Task prompt: Copy the records from the line containing "Where can you see the book" through the line containing "column 200, row 12", substituting "book on the shelf" for "book on shelf" and leaving everything else unchanged.

Records supplied:
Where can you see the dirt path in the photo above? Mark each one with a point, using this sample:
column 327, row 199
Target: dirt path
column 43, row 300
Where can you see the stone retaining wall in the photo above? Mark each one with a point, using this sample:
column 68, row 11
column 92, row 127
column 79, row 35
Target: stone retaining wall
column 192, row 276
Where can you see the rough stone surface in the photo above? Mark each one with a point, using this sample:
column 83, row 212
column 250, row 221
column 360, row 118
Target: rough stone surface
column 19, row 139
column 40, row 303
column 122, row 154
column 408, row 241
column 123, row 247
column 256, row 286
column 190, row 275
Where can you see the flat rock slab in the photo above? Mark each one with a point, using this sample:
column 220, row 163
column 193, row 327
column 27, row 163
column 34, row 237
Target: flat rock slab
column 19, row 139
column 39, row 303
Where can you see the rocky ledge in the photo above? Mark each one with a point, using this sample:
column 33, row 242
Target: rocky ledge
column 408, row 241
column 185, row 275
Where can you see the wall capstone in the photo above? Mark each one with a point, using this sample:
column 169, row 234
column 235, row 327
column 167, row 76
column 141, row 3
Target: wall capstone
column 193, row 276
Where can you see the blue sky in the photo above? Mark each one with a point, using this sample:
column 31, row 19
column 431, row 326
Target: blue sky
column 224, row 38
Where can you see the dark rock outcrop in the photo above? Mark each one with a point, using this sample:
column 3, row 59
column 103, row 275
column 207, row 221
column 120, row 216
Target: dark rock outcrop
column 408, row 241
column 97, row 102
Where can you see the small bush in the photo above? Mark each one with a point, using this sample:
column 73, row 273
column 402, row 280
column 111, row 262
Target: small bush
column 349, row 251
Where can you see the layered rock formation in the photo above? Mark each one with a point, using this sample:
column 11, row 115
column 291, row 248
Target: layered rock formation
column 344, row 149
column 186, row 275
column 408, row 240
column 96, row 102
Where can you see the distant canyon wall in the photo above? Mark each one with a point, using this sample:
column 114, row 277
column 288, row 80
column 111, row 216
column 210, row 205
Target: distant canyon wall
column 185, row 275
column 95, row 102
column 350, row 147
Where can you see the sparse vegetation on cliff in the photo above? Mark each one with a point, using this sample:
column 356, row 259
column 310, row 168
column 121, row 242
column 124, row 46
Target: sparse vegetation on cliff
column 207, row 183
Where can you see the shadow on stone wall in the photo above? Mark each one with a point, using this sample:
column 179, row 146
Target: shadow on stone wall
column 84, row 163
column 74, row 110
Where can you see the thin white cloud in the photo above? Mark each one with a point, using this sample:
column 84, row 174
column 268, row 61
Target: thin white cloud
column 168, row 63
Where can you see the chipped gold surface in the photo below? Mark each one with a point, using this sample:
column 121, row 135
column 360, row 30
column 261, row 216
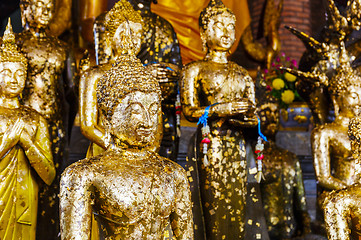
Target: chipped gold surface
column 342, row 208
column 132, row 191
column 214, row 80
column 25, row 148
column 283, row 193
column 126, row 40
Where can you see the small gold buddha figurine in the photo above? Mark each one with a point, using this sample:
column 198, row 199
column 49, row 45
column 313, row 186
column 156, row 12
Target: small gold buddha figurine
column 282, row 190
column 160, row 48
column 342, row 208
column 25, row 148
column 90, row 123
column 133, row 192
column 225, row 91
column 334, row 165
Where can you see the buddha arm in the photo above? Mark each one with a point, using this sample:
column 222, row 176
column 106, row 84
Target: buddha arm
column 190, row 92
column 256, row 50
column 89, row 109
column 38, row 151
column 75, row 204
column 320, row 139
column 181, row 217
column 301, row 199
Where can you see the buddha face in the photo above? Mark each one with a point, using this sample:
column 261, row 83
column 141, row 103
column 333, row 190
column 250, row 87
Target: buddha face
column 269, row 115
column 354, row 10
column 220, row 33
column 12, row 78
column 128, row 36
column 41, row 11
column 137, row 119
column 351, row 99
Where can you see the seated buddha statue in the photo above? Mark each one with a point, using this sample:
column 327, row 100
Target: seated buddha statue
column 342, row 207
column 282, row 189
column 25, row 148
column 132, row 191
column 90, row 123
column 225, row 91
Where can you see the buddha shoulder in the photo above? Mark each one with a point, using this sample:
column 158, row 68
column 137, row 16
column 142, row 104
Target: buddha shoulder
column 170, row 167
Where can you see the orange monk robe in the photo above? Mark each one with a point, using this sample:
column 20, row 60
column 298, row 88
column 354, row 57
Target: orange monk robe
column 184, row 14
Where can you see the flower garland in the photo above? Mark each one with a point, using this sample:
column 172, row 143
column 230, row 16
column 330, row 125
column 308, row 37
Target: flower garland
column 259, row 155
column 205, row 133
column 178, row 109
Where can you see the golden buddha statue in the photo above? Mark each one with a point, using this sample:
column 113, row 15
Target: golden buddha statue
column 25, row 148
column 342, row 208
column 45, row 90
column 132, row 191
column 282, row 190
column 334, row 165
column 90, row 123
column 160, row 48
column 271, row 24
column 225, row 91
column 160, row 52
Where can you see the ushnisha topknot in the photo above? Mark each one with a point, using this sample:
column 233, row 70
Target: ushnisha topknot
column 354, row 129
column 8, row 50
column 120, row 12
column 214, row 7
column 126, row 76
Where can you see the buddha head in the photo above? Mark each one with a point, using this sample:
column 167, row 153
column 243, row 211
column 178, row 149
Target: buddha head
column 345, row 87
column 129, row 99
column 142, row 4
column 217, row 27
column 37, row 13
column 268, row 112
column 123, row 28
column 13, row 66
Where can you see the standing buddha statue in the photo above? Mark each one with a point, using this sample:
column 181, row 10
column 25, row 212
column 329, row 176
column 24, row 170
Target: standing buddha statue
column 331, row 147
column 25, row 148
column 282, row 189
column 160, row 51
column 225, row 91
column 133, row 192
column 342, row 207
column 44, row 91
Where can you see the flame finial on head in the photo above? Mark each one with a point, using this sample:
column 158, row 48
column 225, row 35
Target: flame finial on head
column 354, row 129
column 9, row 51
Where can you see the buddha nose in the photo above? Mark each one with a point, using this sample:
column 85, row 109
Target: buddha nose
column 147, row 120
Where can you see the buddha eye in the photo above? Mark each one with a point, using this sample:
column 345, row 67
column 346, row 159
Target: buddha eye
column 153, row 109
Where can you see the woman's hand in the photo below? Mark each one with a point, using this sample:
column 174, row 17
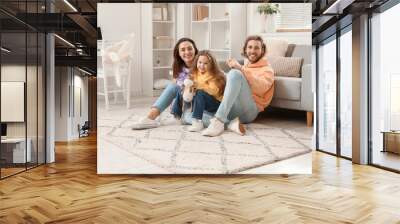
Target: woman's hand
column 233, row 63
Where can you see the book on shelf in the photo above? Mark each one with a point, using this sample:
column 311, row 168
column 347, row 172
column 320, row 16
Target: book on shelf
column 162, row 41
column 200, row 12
--
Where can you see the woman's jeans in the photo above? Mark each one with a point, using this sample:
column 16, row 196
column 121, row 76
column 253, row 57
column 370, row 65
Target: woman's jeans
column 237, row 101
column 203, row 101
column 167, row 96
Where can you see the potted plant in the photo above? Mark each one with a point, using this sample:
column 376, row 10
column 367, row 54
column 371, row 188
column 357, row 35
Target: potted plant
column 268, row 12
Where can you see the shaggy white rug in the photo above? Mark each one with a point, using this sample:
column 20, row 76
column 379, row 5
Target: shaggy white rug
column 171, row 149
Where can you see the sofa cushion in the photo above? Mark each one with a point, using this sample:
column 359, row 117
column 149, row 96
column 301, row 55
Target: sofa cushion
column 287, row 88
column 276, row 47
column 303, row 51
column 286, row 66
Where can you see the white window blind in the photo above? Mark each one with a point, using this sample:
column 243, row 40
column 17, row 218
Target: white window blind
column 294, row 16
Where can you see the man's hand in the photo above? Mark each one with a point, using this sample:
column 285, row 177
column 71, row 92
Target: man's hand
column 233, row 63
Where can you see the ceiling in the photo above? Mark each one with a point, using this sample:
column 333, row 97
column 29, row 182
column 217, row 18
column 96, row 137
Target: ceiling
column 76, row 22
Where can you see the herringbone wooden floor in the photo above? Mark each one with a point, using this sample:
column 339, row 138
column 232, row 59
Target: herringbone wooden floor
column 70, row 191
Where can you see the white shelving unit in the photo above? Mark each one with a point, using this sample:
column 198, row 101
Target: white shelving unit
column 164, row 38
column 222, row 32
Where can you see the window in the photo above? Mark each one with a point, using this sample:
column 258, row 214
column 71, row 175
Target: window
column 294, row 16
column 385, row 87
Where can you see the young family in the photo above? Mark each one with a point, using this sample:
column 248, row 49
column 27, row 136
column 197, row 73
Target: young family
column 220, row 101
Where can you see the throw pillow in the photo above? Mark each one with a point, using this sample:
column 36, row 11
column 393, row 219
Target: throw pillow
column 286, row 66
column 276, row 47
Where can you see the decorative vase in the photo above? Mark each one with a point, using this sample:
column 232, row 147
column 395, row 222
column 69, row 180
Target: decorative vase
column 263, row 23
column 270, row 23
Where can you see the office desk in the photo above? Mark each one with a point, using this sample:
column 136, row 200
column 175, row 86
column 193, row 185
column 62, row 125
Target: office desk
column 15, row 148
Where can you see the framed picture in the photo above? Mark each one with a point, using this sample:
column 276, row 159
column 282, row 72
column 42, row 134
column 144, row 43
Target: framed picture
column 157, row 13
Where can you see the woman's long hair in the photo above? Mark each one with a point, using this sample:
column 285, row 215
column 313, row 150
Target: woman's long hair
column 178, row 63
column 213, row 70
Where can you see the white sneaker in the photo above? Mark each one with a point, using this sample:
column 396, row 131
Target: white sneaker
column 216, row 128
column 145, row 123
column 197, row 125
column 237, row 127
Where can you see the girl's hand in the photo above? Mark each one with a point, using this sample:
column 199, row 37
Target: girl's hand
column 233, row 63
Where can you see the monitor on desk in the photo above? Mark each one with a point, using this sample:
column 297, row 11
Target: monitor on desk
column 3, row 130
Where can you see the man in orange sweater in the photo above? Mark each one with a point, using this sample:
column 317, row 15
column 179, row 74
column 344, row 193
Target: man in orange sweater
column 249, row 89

Final result:
Where can you see the book on the shelf in the photo above? Mark each one with a point, using this sample:
column 311, row 168
column 347, row 172
column 320, row 16
Target: book on the shelf
column 162, row 41
column 200, row 12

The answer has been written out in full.